## START

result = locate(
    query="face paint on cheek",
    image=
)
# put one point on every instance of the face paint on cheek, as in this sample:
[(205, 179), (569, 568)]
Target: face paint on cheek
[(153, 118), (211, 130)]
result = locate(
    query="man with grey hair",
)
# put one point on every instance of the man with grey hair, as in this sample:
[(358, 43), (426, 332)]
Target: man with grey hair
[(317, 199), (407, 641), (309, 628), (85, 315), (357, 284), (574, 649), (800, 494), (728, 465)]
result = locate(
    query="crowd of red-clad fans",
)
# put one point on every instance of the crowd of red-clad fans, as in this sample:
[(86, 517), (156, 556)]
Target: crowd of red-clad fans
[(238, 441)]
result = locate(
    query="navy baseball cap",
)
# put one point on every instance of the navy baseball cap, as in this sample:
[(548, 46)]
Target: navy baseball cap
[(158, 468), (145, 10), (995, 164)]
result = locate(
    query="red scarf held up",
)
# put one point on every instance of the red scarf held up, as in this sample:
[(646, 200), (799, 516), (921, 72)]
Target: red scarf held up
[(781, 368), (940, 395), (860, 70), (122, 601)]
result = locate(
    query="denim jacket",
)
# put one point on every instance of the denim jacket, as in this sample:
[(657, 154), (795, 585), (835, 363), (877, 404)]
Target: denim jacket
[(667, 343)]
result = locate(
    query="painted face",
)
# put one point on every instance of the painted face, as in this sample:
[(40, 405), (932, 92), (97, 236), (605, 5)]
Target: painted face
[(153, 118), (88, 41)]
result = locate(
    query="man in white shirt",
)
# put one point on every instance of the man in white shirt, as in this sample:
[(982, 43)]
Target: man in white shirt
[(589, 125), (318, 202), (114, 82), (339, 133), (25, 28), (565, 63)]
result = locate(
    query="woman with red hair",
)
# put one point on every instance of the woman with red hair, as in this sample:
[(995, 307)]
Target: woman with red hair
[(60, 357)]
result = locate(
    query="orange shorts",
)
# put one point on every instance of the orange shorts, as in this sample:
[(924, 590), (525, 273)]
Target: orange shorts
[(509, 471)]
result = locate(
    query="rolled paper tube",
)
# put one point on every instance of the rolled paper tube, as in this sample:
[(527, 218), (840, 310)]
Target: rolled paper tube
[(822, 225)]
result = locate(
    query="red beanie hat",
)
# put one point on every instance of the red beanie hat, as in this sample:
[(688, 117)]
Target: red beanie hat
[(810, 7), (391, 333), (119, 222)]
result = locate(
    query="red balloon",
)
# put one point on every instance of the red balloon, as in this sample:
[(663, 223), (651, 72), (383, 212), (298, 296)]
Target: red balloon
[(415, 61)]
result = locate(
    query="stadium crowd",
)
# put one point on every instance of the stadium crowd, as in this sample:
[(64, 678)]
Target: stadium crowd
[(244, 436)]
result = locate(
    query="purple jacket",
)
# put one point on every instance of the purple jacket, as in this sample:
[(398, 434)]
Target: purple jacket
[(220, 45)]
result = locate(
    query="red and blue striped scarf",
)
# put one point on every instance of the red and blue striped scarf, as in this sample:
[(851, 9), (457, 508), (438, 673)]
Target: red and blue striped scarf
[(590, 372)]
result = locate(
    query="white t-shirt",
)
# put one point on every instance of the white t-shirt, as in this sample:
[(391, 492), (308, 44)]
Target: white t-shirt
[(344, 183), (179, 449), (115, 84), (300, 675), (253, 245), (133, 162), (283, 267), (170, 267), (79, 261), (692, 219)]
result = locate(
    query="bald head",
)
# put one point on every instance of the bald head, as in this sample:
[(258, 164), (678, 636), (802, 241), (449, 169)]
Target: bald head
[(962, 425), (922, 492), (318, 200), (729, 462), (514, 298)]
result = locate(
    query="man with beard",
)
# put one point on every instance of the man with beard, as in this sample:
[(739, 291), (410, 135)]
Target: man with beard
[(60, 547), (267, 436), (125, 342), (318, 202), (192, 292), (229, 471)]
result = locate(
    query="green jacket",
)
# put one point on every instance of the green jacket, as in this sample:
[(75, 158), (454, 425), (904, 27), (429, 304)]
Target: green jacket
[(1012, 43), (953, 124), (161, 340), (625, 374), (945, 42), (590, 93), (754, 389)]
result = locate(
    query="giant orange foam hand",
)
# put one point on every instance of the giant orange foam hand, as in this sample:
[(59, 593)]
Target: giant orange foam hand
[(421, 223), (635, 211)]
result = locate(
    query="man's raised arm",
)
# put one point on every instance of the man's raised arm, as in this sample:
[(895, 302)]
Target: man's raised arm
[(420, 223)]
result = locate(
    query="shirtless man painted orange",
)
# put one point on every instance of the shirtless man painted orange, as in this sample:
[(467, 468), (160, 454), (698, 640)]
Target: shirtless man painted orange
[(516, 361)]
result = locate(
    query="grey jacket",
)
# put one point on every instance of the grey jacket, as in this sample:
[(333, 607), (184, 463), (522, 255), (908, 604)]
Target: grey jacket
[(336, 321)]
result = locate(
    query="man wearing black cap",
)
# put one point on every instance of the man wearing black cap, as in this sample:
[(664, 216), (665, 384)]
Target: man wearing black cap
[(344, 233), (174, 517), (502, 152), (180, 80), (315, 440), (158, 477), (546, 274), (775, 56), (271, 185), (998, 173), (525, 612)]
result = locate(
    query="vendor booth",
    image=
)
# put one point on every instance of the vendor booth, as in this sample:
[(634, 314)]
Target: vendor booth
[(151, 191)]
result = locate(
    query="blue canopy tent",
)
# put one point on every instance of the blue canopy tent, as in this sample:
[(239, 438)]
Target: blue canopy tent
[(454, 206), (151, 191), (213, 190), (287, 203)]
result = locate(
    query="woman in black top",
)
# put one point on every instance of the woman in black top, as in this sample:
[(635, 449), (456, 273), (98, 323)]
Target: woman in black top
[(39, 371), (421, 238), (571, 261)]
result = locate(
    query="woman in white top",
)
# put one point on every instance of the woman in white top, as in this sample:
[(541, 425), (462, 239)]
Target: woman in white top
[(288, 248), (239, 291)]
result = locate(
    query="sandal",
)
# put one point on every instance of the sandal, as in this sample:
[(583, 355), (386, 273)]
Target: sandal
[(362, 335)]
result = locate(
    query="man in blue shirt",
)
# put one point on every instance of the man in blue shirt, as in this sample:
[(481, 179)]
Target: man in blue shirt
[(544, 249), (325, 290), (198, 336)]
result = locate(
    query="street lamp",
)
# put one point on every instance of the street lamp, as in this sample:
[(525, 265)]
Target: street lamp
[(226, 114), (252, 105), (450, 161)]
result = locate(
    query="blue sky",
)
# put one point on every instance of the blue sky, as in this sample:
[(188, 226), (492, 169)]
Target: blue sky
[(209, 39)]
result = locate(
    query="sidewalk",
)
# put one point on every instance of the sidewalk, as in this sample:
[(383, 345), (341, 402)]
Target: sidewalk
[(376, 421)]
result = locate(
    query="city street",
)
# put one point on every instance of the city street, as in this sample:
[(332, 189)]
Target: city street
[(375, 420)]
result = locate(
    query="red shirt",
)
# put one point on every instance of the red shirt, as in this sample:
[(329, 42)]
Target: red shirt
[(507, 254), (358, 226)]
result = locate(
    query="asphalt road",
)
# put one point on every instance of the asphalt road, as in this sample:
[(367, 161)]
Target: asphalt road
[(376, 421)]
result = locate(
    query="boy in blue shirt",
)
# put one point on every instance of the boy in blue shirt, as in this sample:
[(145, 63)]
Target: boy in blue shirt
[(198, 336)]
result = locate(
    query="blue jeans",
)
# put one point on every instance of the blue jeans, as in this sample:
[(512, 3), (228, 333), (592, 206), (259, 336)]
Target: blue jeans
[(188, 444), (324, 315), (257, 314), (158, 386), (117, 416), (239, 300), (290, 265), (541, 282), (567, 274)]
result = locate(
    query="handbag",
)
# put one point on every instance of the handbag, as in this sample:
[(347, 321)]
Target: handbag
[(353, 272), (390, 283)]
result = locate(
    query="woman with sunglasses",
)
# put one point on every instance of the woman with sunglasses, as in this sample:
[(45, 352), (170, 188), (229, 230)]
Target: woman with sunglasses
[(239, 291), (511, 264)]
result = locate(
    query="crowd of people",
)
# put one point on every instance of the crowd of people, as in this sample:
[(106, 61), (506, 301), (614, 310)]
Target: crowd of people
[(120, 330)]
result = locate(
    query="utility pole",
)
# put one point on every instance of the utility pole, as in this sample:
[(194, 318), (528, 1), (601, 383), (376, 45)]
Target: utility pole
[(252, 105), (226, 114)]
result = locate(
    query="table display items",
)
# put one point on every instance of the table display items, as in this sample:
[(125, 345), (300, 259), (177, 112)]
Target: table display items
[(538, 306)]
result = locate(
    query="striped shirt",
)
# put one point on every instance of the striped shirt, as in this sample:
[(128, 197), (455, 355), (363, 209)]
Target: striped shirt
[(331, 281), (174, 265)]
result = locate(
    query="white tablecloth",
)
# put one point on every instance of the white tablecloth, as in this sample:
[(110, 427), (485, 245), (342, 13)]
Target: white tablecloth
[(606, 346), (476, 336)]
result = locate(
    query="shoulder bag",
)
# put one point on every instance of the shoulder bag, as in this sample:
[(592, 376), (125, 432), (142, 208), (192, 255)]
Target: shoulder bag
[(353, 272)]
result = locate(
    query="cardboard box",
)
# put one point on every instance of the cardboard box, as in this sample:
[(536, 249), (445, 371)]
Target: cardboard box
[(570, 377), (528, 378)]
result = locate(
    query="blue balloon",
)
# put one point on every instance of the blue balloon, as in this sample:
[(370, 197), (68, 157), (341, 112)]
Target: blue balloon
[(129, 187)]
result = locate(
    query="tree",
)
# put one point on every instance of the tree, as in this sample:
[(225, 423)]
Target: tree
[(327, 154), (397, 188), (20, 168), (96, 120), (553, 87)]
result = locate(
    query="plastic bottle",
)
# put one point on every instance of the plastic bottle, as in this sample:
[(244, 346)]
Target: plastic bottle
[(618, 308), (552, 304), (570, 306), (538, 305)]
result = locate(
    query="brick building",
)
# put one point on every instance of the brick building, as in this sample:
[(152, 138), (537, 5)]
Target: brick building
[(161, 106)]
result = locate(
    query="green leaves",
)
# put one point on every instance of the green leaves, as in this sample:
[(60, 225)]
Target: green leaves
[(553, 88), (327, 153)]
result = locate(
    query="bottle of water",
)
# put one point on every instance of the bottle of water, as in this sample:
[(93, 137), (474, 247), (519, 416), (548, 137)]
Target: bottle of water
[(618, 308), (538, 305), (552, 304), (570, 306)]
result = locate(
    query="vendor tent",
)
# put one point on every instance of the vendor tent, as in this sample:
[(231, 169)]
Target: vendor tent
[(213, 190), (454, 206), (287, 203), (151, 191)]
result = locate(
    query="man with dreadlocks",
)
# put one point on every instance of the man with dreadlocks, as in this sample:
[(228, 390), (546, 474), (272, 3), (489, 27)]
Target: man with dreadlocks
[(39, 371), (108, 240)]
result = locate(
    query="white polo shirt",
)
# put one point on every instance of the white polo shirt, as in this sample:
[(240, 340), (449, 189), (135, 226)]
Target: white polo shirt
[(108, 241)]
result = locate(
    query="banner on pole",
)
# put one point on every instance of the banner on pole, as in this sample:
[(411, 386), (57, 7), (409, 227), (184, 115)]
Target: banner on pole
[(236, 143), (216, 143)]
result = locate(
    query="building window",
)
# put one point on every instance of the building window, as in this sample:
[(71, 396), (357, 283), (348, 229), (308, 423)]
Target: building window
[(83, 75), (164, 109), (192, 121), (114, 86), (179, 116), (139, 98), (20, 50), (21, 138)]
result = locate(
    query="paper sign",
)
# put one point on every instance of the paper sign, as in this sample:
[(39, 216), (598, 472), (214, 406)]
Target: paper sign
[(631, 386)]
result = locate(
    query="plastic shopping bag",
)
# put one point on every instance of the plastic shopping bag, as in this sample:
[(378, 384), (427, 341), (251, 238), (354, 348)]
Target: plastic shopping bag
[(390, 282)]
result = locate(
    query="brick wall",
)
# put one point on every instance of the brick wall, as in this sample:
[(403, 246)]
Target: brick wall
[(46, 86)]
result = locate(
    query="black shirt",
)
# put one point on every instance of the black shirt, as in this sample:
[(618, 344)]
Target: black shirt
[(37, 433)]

## END

Return the stretch of the material from its first line through the line containing "[(153, 118), (211, 130)]" verbatim, with both ends included.

**SOLUTION TO THIS TASK:**
result = locate(
    query="face paint on cheek",
    image=
)
# put one point on every instance of the face paint on cheek, as in this sample:
[(205, 179), (569, 568)]
Target: face paint on cheek
[(153, 118), (211, 130)]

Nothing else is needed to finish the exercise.